◆ Exercise tasks
• a. In the passage about ZuZu, who does the writer say wants to make ZuZu's remaining life as pleasant as possible? List each one.
• b. Copy the stretch of the passage about ZuZu from "Such is secular" through "on our caring." word for word.
• c. Pick up the passage about ZuZu where it stops and keep writing.

◆ Excerpt provided
Begin
It was one of those Oregon days when the sun comes out, then it sprinkles for a while, then the sun returns. During a sunny spell ZuZu would walk for a while, then roll over on her back and wiggle back and forth in the grass. It's one of her favorite things to do, which includes me kneeling beside her and scratching her stomach and under her chin while she lies in the grass.
I've got tears in my ears as I write this.
I love ZuZu so much. I don't want her to die. I want to scratch her tummy in warm grass for a lot longer than I'm going to be able to. I felt an unbearable sadness at the dog park, at the same time I was feeling ever-so-grateful for another good day with ZuZu.
Such is secular faith.
I want to do everything I can to make ZuZu's remaining life as pleasant as possible, as, of course, my wife does, and her vet does. We know that while death is certain at some point for all living beings, length of life and quality of life largely depends on our caring.
End
◆ Dataset content
Begin
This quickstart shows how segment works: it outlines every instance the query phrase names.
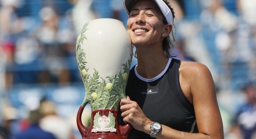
End
◆ Solved tasks
• a.
- The writer
- The writer's wife
- ZuZu's vet

• b.
Such is secular faith.
I want to do everything I can to make ZuZu's remaining life as pleasant as possible, as, of course, my wife does, and her vet does. We know that while death is certain at some point for all living beings, length of life and quality of life largely depends on our caring.

• c.
It's painful to love. It's painful to care. But I wouldn't trade that pain for eternity. It would take too many words for me to explain why, and this post is long enough. I'll let Hägglund have the last words.
I am asking us to let go of a way of thinking that leads to a dead end, to recognize that the peace of eternity only resides in the grave.
Rather than try to become invulnerable, we should learn to see that vulnerability is part of the good that we seek. Thereby we can learn to see that our finitude -- and the finitude of what we love -- is not in itself a restriction.
Our bonds to finite life are not only what constrain us but also what sustain us, opening us to the world and to others.